EXCERPT TO READ

□ □ □ □ □ □ □

What Boyd had to do based on training and awareness, we now support with computerized systems that can handle far more data, far faster. Systems trained to watch for events in combination can also apply logic to a pattern discovery to call for more analysis, look for follow-on events, or respond immediately in complex ways.
And just like OODA, it feeds back into itself. Events that are streamed into an event processing engine from either data found across the ESB or coming ‘live’ from external feeds may not be understood in the moment, but are processed after-the-fact in the very same analytical tools that discovered data patterns in the first place. This creates a virtuous cycle of discovery-operation-improvement-operation and so on.
Making sense of the competitive landscape is truly a function of a Big Data solution, but event processing is the secret sauce. It reflects the highly proprietary choices each organization makes. It sets the stage for the highest value step of a Big Data solution.
6. Putting solutions in play
Whether preventing deadly illnesses, providing near-real-time global market research, or solving congestion in the logistics network, Big Data’s big value comes from the action that is taken. The most effective way to respond to opportunity and risk is to have control over both manual and automated processes. Business process management suites are the flexible and fast way to drive efficiency in execution and consistency in response.
Social media has a powerful role as well, applying the Big Data ‘Big Filter’ to put the right information in the right hands at the right moment. Social software is maturing into this role, but users need to catch up. Expect social tools to be the way to define work at the role level of any organization in the future.
Big Data challenges organizations to think across more functional silos than ever before and responsive process management and collaboration will keep the Big Data wave from swamping the boat.

□ □ □ □ □ □ □

WRITTEN TASKS
1) Rewrite the Big Data excerpt from "Social media has" to "swamping the boat.", changing "silos" to "departments".
2) According to the Big Data excerpt, what are all the things systems trained to watch for events in combination can do after applying logic to a pattern discovery?

DATASET EXCERPT
□ □ □ □ □ □ □

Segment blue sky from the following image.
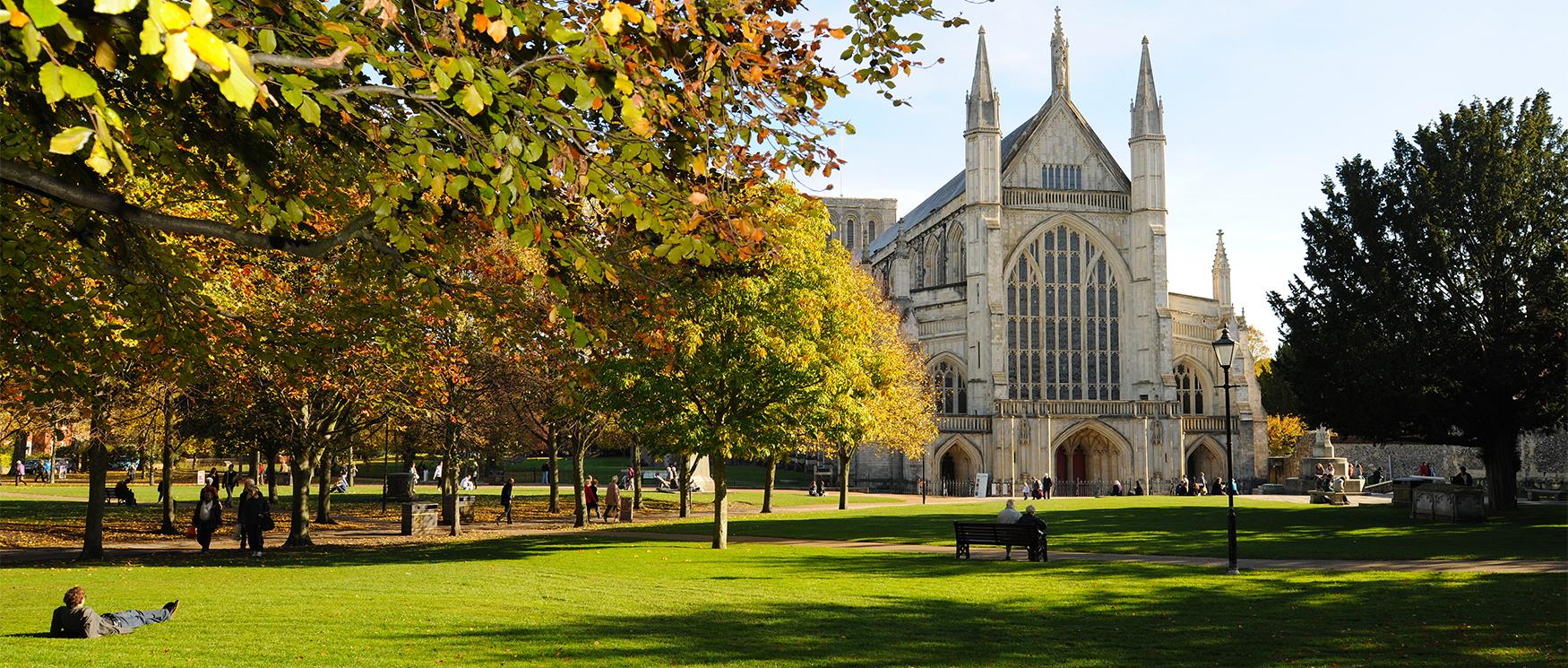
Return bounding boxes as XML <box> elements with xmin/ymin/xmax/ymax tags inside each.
<box><xmin>803</xmin><ymin>0</ymin><xmax>1568</xmax><ymax>340</ymax></box>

□ □ □ □ □ □ □

ANSWERS IN ORDER
1)
Social media has a powerful role as well, applying the Big Data ‘Big Filter’ to put the right information in the right hands at the right moment. Social software is maturing into this role, but users need to catch up. Expect social tools to be the way to define work at the role level of any organization in the future.
Big Data challenges organizations to think across more functional departments than ever before and responsive process management and collaboration will keep the Big Data wave from swamping the boat.

2)
- Call for more analysis
- Look for follow-on events
- Respond immediately in complex ways